▸ **Set exercise**: Reproduce every row below word for word, without changing anything.
-.-.-
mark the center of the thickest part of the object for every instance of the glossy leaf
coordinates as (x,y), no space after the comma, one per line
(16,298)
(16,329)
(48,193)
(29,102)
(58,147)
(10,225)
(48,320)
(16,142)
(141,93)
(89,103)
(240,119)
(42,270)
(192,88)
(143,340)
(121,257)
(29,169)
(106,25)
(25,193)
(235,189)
-.-.-
▸ **Complete response**:
mark the center of the thickest part of the object for every instance of the glossy leaf
coordinates as (x,y), no space after the comma, one per line
(16,298)
(16,329)
(48,193)
(29,102)
(58,147)
(10,225)
(48,320)
(16,142)
(141,93)
(89,103)
(240,119)
(42,270)
(192,88)
(143,340)
(121,257)
(29,169)
(106,25)
(25,193)
(235,189)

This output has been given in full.